Given entries:
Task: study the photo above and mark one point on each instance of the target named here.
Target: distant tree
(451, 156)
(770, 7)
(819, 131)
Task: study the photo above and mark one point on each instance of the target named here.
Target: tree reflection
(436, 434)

What you are asked to do:
Across the whole listing, every line must be copied exactly.

Exercise result:
Task: study the photo above and mark one point on each instance of the target named here.
Target: distant tree
(451, 156)
(770, 7)
(819, 131)
Task: study the photo above and mark one point on each instance of the target named here.
Target: tree reflection
(436, 434)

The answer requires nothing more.